There were 2,766 households, out of which 25.2% had children under the age of 18 living with them, 24.6% were married couples living together, 19.4% had a female householder with no husband present, and 50.5% were non-families. 40.9% of all households were made up of individuals, and 13.6% had someone living alone who was 65 years of age or older. The average household size was 2.24 and the average family size was 3.09.

In the city, the population was spread out, with 22.5% under the age of 18, 9.8% from 18 to 24, 27.3% from 25 to 44, 27.0% from 45 to 64, and 13.5% who were 65 years of age or older. The median age was 37.5 years. For every 100 females, there were 106.7 males. For every 100 females age 18 and over, there were 105.6 males.

The median income for a household in the city was $35,117, and the median income for a family was $37,400. Males had a median income of $26,274 versus $22,598 for females. The per capita income for the city was $22,353. About 23.0% of families and 23.2% of the population were below the poverty line, including 31.8% of those under age 18 and 19.1% of those age 65 or over.

Government

The city has a mayor-council form of elected government. Since the 1990s, nine mayors have served: William Allen, Dolly Allen, Richard Scalera, Kenneth Cranna, Richard Tracy, William Hallenbeck, Tiffany Martin Hamilton, Rick Rector, and Kamal Johnson. This period has been marked by unusual levels of friction between elected officials and residents, as the demographics and economics of the city have shifted. The Common Council consists of ten members elected from five districts, and a Council President elected citywide, as is the Treasurer.

Economy
After a steep economic decline in the 1960s and '70s, following the loss of jobs due to restructuring in the manufacturing sector, the city has undergone a significant revival. The economy has shifted to one based on tourism, services and related retail.

= = =

WHAT THIS TASK INVOLVES
According to the city profile, what was the median income for a household in the city?

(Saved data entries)
= = =

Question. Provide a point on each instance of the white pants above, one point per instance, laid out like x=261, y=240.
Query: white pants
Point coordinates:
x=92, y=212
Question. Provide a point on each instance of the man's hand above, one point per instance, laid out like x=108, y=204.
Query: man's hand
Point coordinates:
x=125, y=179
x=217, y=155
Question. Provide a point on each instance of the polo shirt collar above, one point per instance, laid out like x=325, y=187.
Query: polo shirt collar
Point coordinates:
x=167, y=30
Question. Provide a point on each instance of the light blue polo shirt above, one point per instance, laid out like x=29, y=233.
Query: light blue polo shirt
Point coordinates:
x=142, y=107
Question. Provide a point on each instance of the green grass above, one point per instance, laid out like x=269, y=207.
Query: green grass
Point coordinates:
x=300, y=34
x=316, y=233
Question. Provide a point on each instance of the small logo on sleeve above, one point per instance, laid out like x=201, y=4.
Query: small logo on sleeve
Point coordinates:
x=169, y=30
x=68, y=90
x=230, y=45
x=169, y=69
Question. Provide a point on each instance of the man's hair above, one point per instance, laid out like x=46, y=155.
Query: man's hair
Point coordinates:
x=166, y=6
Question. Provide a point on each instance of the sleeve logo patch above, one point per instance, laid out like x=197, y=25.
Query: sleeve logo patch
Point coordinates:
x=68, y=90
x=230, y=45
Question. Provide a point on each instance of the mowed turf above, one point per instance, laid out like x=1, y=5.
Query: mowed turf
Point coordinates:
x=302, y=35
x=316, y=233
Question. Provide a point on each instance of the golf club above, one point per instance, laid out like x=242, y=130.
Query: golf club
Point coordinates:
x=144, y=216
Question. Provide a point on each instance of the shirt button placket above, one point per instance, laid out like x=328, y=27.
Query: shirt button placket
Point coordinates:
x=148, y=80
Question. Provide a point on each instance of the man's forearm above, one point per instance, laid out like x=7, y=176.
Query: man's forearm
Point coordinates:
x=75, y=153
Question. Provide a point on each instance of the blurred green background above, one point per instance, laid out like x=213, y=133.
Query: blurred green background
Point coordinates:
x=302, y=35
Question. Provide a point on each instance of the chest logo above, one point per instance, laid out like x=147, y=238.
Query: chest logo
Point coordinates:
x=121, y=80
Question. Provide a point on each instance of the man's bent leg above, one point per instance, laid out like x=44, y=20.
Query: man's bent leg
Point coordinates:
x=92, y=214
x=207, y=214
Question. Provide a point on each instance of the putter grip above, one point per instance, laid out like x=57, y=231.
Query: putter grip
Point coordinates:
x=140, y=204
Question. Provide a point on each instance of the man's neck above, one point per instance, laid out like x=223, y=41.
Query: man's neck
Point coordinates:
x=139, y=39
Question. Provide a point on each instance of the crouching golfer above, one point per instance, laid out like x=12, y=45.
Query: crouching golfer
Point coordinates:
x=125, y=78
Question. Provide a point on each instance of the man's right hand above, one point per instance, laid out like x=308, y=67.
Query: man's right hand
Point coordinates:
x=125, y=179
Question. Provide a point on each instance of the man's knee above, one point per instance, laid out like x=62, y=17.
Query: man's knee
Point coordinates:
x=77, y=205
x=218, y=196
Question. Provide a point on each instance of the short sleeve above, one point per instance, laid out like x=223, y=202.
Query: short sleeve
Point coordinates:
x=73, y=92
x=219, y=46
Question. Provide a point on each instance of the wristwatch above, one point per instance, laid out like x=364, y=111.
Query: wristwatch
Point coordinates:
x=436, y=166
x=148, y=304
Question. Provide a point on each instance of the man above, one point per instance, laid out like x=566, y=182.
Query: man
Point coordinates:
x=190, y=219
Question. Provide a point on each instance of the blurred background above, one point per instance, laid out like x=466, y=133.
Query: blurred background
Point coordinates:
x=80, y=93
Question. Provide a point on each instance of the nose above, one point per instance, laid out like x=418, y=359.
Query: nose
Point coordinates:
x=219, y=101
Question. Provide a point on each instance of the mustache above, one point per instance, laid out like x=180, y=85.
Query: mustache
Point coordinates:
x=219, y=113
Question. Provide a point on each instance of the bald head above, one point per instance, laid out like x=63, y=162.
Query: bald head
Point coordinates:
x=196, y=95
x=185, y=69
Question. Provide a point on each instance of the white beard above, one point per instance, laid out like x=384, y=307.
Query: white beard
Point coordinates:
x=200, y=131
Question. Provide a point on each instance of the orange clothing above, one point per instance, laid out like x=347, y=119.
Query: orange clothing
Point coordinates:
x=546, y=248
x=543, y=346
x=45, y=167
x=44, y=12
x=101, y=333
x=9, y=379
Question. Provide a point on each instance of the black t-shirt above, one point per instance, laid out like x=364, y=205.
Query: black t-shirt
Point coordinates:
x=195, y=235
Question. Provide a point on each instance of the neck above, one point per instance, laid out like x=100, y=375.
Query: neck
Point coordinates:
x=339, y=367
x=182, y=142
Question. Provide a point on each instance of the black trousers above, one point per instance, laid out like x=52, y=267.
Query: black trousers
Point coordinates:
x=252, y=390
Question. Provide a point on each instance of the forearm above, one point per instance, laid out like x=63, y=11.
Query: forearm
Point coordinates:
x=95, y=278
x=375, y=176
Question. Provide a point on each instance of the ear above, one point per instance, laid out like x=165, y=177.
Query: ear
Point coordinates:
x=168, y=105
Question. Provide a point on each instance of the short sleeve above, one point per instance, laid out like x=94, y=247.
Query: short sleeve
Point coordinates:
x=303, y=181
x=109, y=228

= = =

WORKED SOLUTION
$35,117